Instruction: Substitute "with a single point" for every occurrence of "with a dot" in the collection entries below. Reproduce all the records with no other changes.

Collection entries:
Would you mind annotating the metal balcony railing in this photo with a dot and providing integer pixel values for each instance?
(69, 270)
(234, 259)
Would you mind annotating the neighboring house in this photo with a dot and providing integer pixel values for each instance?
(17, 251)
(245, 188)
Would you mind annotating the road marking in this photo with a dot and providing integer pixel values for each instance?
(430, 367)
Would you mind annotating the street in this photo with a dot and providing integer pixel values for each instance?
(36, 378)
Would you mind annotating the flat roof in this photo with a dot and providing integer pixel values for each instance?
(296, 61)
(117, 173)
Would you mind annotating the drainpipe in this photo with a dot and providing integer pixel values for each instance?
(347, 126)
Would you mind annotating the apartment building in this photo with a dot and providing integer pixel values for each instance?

Answer below:
Would you mind annotating the metal balcony railing in this photo with a single point and providing integer pixel values for each instance?
(69, 270)
(234, 259)
Would you mind annotating the neighboring house in this photo with a single point and providing integer pixel values for each instance?
(17, 251)
(245, 188)
Would you mind annotating the road marking in this photo with a single point and providing integer pixel values for each instance?
(430, 367)
Would you mind annotating the street in this photo with a single point and providing integer pixel values for each instance?
(36, 378)
Would you mind annotating the flat roof in this photo with a single point and providing integer pixel values for each instance?
(296, 61)
(117, 173)
Would you mind annotating the drainpipe in this photo with a single point and providing integer pixel values for each instance?
(347, 126)
Would you mind annotating the apartment building in this photo with a single point and providing integer pixel values for each instance?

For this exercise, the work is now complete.